---- Excerpt to read

The researchers also noticed two details that sharpened the picture. First, men generally had higher monocyte counts than women, so a single threshold may blur risk in both directions. Second, isolated DNMT3A mutations, a common clonal hematopoiesis finding, seemed less ominous in this specific setting than other mutation patterns. When the authors adjusted the CMUS/CCMUS definition using sex-specific monocyte thresholds and excluded isolated DNMT3A mutations, the association with future myeloid neoplasia became stronger.
In plain English: the old rulebook caught some real risk, but it also scooped up people who may not belong in the same risk bucket. The new version uses a finer sieve.
Enter MoSAIC, the Blood Count Whisperer
Then the paper takes its machine-learning turn.
The team built MoSAIC, short for “Monocytosis with SRSF2 Automatically Inferred from Counts,” to predict SRSF2 mutation status using complete blood count indices alone. SRSF2 is a spliceosome gene often seen in CMML and higher-risk clonal states. If genes are the recipe book, spliceosome mutations are like a distracted editor moving commas around in every recipe. Suddenly the cake is soup.
MoSAIC used a random forest classifier, which is basically a crowd of decision trees voting on the answer. One tree might overreact like a first-year med student with WebMD access. A forest is calmer. It asks many slightly different questions, then takes the vote.
The practical promise is obvious: genomic testing is powerful, but it is not always available, cheap, or ordered early. CBCs, by contrast, are everywhere. They are the supermarket receipt of medicine: not glamorous, but surprisingly revealing if you know what to look for.

--------

- What is being asked -
In the excerpt on monocytosis and MoSAIC above, what type of classifier did MoSAIC use?

---- Information supplied

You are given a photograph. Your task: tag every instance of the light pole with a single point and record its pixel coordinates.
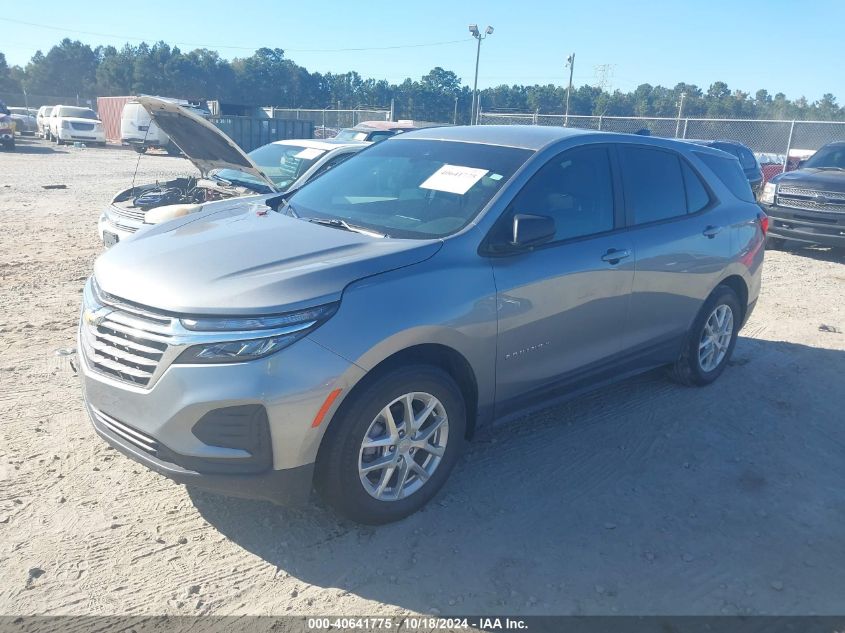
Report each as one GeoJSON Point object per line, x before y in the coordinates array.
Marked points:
{"type": "Point", "coordinates": [680, 113]}
{"type": "Point", "coordinates": [473, 28]}
{"type": "Point", "coordinates": [570, 63]}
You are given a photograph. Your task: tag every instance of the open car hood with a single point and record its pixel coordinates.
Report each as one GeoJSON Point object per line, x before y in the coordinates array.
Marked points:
{"type": "Point", "coordinates": [201, 142]}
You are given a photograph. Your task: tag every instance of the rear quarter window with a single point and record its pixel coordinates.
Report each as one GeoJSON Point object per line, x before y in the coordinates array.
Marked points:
{"type": "Point", "coordinates": [729, 171]}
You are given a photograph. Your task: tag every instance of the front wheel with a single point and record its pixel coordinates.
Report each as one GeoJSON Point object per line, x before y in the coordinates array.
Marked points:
{"type": "Point", "coordinates": [393, 446]}
{"type": "Point", "coordinates": [711, 340]}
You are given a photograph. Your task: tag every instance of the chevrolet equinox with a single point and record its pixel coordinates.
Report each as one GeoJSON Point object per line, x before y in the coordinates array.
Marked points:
{"type": "Point", "coordinates": [351, 335]}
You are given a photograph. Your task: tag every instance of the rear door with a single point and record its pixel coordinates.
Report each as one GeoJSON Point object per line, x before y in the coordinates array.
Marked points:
{"type": "Point", "coordinates": [563, 306]}
{"type": "Point", "coordinates": [682, 244]}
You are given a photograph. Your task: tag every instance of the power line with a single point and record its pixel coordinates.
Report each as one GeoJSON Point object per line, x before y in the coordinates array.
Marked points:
{"type": "Point", "coordinates": [227, 46]}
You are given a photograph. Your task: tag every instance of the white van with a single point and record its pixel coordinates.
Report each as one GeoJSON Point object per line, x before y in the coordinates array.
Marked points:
{"type": "Point", "coordinates": [139, 131]}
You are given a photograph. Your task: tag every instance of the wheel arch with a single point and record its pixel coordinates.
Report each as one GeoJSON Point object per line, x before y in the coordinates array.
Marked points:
{"type": "Point", "coordinates": [738, 285]}
{"type": "Point", "coordinates": [446, 358]}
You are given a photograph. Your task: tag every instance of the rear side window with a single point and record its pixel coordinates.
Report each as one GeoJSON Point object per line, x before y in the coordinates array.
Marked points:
{"type": "Point", "coordinates": [697, 195]}
{"type": "Point", "coordinates": [730, 173]}
{"type": "Point", "coordinates": [653, 182]}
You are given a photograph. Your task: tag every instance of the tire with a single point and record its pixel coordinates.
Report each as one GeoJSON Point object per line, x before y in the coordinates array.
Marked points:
{"type": "Point", "coordinates": [338, 478]}
{"type": "Point", "coordinates": [690, 369]}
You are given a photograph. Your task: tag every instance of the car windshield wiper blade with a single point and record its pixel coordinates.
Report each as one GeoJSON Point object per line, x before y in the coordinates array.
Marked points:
{"type": "Point", "coordinates": [338, 223]}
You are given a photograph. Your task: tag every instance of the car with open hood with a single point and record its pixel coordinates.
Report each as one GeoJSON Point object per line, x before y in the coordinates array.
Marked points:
{"type": "Point", "coordinates": [808, 204]}
{"type": "Point", "coordinates": [225, 171]}
{"type": "Point", "coordinates": [351, 335]}
{"type": "Point", "coordinates": [7, 131]}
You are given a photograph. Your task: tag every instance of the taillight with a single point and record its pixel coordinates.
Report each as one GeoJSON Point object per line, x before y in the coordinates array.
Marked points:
{"type": "Point", "coordinates": [764, 222]}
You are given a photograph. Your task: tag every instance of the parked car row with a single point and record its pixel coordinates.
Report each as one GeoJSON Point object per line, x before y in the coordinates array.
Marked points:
{"type": "Point", "coordinates": [808, 204]}
{"type": "Point", "coordinates": [351, 334]}
{"type": "Point", "coordinates": [70, 124]}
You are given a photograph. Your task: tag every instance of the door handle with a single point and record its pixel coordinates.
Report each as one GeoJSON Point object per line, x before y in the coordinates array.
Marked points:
{"type": "Point", "coordinates": [711, 231]}
{"type": "Point", "coordinates": [614, 256]}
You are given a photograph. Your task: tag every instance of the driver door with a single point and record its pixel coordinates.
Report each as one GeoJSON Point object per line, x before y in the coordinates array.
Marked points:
{"type": "Point", "coordinates": [563, 306]}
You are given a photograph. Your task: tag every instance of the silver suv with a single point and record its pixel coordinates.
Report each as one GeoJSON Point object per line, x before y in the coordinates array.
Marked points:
{"type": "Point", "coordinates": [352, 335]}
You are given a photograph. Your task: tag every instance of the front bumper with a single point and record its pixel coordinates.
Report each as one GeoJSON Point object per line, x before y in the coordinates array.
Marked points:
{"type": "Point", "coordinates": [817, 227]}
{"type": "Point", "coordinates": [81, 136]}
{"type": "Point", "coordinates": [290, 486]}
{"type": "Point", "coordinates": [291, 386]}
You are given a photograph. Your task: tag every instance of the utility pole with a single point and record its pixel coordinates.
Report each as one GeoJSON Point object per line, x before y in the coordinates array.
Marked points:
{"type": "Point", "coordinates": [680, 113]}
{"type": "Point", "coordinates": [570, 63]}
{"type": "Point", "coordinates": [473, 28]}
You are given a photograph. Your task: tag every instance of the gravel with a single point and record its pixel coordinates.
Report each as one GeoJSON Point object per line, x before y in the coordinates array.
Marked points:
{"type": "Point", "coordinates": [747, 473]}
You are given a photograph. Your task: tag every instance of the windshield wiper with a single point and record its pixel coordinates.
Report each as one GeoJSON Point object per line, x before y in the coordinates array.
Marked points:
{"type": "Point", "coordinates": [343, 224]}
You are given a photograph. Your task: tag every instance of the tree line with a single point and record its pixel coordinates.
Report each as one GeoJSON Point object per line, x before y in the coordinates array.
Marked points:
{"type": "Point", "coordinates": [268, 77]}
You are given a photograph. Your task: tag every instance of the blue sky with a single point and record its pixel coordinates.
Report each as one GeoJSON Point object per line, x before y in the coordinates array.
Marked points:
{"type": "Point", "coordinates": [784, 46]}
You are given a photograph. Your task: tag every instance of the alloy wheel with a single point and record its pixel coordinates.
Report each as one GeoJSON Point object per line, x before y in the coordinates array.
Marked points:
{"type": "Point", "coordinates": [715, 338]}
{"type": "Point", "coordinates": [403, 446]}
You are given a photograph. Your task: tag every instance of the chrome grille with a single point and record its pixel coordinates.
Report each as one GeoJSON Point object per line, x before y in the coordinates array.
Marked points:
{"type": "Point", "coordinates": [810, 199]}
{"type": "Point", "coordinates": [132, 213]}
{"type": "Point", "coordinates": [129, 228]}
{"type": "Point", "coordinates": [135, 437]}
{"type": "Point", "coordinates": [126, 343]}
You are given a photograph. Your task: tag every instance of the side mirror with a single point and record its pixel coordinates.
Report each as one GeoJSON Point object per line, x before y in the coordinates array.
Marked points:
{"type": "Point", "coordinates": [531, 230]}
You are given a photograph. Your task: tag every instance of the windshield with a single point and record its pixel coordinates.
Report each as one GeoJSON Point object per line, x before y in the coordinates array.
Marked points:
{"type": "Point", "coordinates": [282, 164]}
{"type": "Point", "coordinates": [79, 113]}
{"type": "Point", "coordinates": [831, 157]}
{"type": "Point", "coordinates": [351, 135]}
{"type": "Point", "coordinates": [411, 188]}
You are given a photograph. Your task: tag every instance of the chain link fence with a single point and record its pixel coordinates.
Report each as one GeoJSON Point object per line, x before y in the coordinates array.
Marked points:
{"type": "Point", "coordinates": [22, 100]}
{"type": "Point", "coordinates": [781, 138]}
{"type": "Point", "coordinates": [329, 122]}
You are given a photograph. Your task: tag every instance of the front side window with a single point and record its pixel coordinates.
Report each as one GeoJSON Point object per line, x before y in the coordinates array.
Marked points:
{"type": "Point", "coordinates": [410, 188]}
{"type": "Point", "coordinates": [575, 189]}
{"type": "Point", "coordinates": [653, 182]}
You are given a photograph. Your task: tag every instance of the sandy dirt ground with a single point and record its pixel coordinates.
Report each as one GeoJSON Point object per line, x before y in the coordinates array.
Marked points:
{"type": "Point", "coordinates": [642, 498]}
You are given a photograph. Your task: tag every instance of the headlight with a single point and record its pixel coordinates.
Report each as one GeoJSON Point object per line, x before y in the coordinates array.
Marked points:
{"type": "Point", "coordinates": [768, 194]}
{"type": "Point", "coordinates": [269, 334]}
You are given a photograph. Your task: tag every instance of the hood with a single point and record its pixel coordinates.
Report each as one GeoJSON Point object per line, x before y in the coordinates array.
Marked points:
{"type": "Point", "coordinates": [204, 144]}
{"type": "Point", "coordinates": [237, 262]}
{"type": "Point", "coordinates": [813, 178]}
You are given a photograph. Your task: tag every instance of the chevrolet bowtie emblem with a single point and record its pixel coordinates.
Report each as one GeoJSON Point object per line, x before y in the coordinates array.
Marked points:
{"type": "Point", "coordinates": [95, 318]}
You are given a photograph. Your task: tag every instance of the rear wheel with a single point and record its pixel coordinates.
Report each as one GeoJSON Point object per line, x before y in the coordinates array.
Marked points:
{"type": "Point", "coordinates": [711, 340]}
{"type": "Point", "coordinates": [394, 445]}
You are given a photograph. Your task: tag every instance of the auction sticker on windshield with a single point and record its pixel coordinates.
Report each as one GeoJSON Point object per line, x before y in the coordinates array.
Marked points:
{"type": "Point", "coordinates": [454, 179]}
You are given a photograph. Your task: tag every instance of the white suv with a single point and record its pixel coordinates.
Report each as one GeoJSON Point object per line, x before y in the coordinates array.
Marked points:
{"type": "Point", "coordinates": [72, 123]}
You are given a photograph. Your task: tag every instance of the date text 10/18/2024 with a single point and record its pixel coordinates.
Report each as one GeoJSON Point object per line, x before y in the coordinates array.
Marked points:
{"type": "Point", "coordinates": [414, 623]}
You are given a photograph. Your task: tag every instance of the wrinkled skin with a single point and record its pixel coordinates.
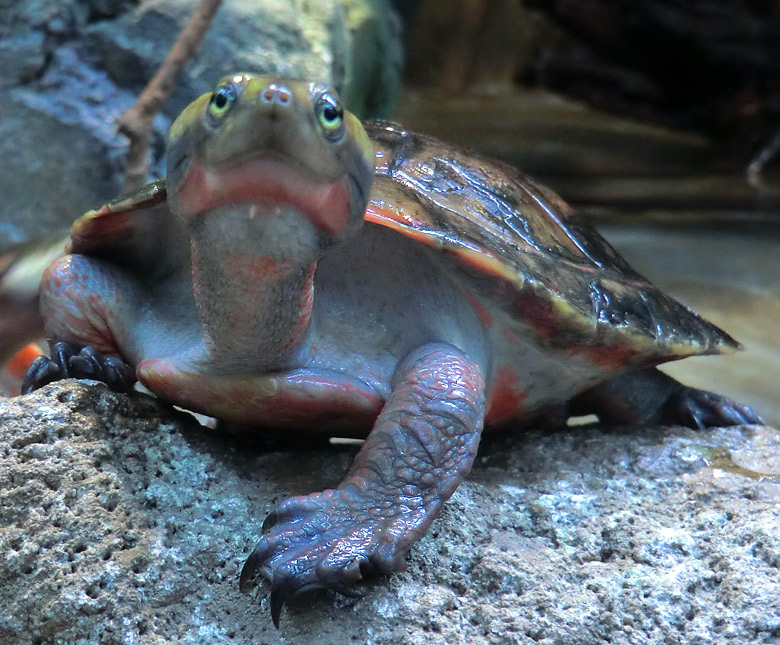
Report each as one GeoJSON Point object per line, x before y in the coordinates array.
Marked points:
{"type": "Point", "coordinates": [262, 297]}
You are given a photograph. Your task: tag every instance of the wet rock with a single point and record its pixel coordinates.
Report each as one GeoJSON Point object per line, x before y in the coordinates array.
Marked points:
{"type": "Point", "coordinates": [71, 68]}
{"type": "Point", "coordinates": [122, 521]}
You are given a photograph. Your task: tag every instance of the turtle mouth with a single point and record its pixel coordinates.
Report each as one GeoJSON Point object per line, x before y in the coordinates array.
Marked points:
{"type": "Point", "coordinates": [266, 181]}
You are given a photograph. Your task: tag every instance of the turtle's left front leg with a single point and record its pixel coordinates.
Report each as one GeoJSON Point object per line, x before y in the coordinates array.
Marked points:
{"type": "Point", "coordinates": [422, 446]}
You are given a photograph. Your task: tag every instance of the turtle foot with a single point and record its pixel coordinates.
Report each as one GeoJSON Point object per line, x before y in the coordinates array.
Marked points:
{"type": "Point", "coordinates": [329, 540]}
{"type": "Point", "coordinates": [88, 363]}
{"type": "Point", "coordinates": [702, 409]}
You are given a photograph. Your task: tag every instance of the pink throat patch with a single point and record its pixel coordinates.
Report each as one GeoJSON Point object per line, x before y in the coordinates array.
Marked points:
{"type": "Point", "coordinates": [263, 179]}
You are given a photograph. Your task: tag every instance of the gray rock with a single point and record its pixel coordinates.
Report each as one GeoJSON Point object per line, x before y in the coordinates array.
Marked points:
{"type": "Point", "coordinates": [122, 521]}
{"type": "Point", "coordinates": [71, 68]}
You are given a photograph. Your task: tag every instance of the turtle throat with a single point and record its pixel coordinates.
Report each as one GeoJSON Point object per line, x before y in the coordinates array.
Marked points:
{"type": "Point", "coordinates": [253, 269]}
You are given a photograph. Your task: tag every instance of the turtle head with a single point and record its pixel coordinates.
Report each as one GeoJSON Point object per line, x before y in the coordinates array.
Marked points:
{"type": "Point", "coordinates": [265, 148]}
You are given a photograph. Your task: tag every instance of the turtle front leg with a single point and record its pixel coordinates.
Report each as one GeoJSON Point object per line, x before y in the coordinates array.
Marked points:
{"type": "Point", "coordinates": [420, 449]}
{"type": "Point", "coordinates": [84, 303]}
{"type": "Point", "coordinates": [68, 361]}
{"type": "Point", "coordinates": [651, 397]}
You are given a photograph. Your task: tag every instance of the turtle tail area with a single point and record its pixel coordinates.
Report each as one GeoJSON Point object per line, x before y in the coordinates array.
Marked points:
{"type": "Point", "coordinates": [677, 331]}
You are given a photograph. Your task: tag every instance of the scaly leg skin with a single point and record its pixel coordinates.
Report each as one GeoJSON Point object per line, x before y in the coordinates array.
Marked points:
{"type": "Point", "coordinates": [420, 449]}
{"type": "Point", "coordinates": [650, 397]}
{"type": "Point", "coordinates": [83, 301]}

--------

- Answer for this exercise -
A random forest classifier.